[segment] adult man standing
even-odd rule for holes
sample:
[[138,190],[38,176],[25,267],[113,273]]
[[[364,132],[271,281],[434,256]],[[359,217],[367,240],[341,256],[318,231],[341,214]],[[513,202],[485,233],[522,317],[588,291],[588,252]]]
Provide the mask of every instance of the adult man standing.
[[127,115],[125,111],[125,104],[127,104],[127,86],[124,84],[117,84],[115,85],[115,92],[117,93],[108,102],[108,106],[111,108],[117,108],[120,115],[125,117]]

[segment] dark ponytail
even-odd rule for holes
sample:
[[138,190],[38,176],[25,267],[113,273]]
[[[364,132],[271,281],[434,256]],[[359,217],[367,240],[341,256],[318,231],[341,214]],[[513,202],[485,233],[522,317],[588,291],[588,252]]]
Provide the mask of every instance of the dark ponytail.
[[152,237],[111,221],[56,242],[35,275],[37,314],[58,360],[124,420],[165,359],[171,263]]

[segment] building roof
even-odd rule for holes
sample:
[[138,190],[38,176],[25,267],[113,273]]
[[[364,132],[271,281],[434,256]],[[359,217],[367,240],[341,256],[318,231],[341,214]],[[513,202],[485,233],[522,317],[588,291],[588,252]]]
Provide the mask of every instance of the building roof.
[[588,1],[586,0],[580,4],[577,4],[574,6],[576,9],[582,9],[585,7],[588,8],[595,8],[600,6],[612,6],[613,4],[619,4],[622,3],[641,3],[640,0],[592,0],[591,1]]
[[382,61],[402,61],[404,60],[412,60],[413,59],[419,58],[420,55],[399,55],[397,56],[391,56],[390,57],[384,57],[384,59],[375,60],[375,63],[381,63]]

---+---

> _What to do_
Reproduce every line of the records above, requests included, scaling each polygon vertex coordinate in the answers by 2.35 and rounding to the nearest whole number, with halves rounded up. Leave all numbers in the requests and their format samples unchanged.

> _Exercise output_
[segment] adult man standing
even-odd rule for holes
sample:
[[138,190],[38,176],[25,267],[113,273]]
[[[364,132],[271,281],[434,256]],[[359,217],[367,240],[341,256],[318,231],[341,214]],[[513,202],[485,233],[522,317],[588,291],[588,252]]]
Provide the mask of every instance of the adult man standing.
[[298,270],[294,261],[294,244],[298,244],[298,202],[291,197],[275,197],[270,200],[270,216],[275,219],[254,240],[254,249],[261,254],[275,254],[282,270],[294,275]]

[segment] dark ponytail
even-odd rule for holes
sample:
[[138,190],[38,176],[25,267],[113,273]]
[[[364,132],[271,281],[434,256]],[[359,217],[367,240],[341,256],[318,231],[341,214]],[[513,202],[485,233],[522,317],[588,291],[588,252]]]
Provide the mask of every instance of the dark ponytail.
[[357,557],[261,519],[132,569],[82,646],[87,738],[136,846],[291,987],[388,844],[402,618]]

[segment] building roof
even-odd rule for holes
sample:
[[138,190],[38,176],[25,267],[113,273]]
[[[364,132],[271,281],[434,256]],[[359,217],[367,240],[341,256],[318,231],[341,214]],[[513,202],[485,233],[522,317],[588,291],[588,252]]]
Provide the mask of every instance of the building roof.
[[1382,2],[1377,0],[1363,9],[1356,9],[1349,14],[1354,21],[1368,21],[1375,16],[1382,19],[1398,19],[1410,14],[1438,14],[1441,9],[1455,9],[1462,7],[1506,7],[1504,0],[1391,0],[1389,2]]
[[898,143],[945,143],[949,141],[968,141],[971,139],[985,136],[987,129],[938,129],[933,132],[919,132],[917,134],[902,134],[902,139],[881,141],[881,148],[895,148]]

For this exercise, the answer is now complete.